Okuma Parçası:
######
Kasım seçimleri yapıldı; YSK kesin sonuçları açıkladı. Yorgan gitti ama kavgası bitmedi misali; Kasım seçimlerinin artçıları devam ediyor. Kavgası epey sürecek gibi.
En rahat parti, S. A. Davutoğlu başkanlığındaki AKP’dir.
Adalet ve Kalkınma Partisi, beklediği sonucu beklenmedik bir şekilde almıştıR. Kendilerini bir kez daha kutluyorum.
Başta MHP olmak üzere CHP ve HDP ise islim almışa benzemekte. Kongre istemleri, kaçınılmazdır. Bakalım bu üç partiyi gelecekte neler beklemekte?
AKP’nin başarısını S. Erdoğan’a mal etmeye çalışanlar var. Başarıyı eski abilerin (Üç döneme takılanların) partiye dönmelerine bağlayanlar var.
######
Satırlar:
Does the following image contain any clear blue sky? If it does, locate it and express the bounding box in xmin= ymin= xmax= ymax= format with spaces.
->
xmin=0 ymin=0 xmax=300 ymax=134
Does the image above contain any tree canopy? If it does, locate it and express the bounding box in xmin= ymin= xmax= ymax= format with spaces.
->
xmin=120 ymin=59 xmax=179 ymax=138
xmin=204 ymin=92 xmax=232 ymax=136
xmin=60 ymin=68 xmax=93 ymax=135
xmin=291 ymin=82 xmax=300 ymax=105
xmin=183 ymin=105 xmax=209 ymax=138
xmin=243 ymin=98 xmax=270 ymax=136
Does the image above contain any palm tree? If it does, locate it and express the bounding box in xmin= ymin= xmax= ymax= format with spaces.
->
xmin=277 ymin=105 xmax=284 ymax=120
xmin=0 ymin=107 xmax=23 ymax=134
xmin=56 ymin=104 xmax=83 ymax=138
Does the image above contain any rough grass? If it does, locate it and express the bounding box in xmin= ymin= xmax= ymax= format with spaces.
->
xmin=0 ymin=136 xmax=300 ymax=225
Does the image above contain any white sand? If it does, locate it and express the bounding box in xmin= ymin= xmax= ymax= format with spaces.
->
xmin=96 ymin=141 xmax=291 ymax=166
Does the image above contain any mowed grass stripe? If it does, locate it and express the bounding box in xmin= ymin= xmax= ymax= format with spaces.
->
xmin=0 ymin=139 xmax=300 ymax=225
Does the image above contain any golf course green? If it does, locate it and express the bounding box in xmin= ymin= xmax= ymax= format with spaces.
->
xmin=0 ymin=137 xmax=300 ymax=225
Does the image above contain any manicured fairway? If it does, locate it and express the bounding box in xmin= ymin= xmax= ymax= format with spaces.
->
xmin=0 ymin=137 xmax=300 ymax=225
######
Hedefler:
1. Kasım seçimleriyle ilgili yazıdan "Kasım seçimleri yapıldı;" ile başlayıp "gelecekte neler beklemekte?" ile biten bölümü hiç değiştirmeden yazın.
2. Kasım seçimleriyle ilgili yazıya göre en rahat parti hangisidir?
3. Kasım seçimleriyle ilgili yazıyı kaldığı yerden devam ettirin.
Kayıtların bu alıştırmayla hiçbir ilgisi yoktur.

Alıştırma Cevapları:
1.
Kasım seçimleri yapıldı; YSK kesin sonuçları açıkladı. Yorgan gitti ama kavgası bitmedi misali; Kasım seçimlerinin artçıları devam ediyor. Kavgası epey sürecek gibi.
En rahat parti, S. A. Davutoğlu başkanlığındaki AKP’dir.
Adalet ve Kalkınma Partisi, beklediği sonucu beklenmedik bir şekilde almıştıR. Kendilerini bir kez daha kutluyorum.
Başta MHP olmak üzere CHP ve HDP ise islim almışa benzemekte. Kongre istemleri, kaçınılmazdır. Bakalım bu üç partiyi gelecekte neler beklemekte?

2. S. A. Davutoğlu başkanlığındaki AKP

3.
Bence hepsi de söylemden ve faraziyelerden ibarettir.
Kasım seçimlerinin tek ve tartışmasız galibi ve başaranı S. Ahmet Davutoğlu hemşehrimin ta kendisidir.
7 Haziran seçimlerinde S. Erdoğan, şehir şehir-meydan meydan dolaştı.
Sonuç ne oldu?
AKP 40’ları gördü. Eğer Erdoğan etkili olsaydı: Cumhurbaşkanlığı seçiminde aldığı 51 alması gerekmiyor muydu?
Bizde bir laf vardır, “Yiğidi öldür ama hakkını yeme” diye. Kasım seçimlerinin zaferini neden hemşehrime mal etmekten çekinilmekte?
Davutoğlu’nun pek çok politikasını ve eylemini hiç ama hiç tasvip etmem. Dış politikası bir fiyasko ve rezalet!
Ama hemşehrimin akçeli konularda dişe dokunur bir yolsuzluğu yoktur ve olmamıştır. Sakin bir üslup kullanması, mümkün olduğunca ayrımcılıktan ve ötekileştirmekten uzak bir dil kullanması; kendisine artı puanlar getirmiştir.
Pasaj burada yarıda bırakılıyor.